*What needs to be done*
Could you rename "orange fish" to "clownfish" throughout the records and leave everything else unchanged?

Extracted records

☆ ☆ ☆ ☆ ☆

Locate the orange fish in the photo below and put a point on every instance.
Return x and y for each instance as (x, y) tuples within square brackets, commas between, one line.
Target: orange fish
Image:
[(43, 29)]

☆ ☆ ☆ ☆ ☆

*Exercise output*
Locate the clownfish in the photo below and put a point on every instance.
Return x and y for each instance as (x, y) tuples within square brackets, commas between, one line.
Target: clownfish
Image:
[(43, 29)]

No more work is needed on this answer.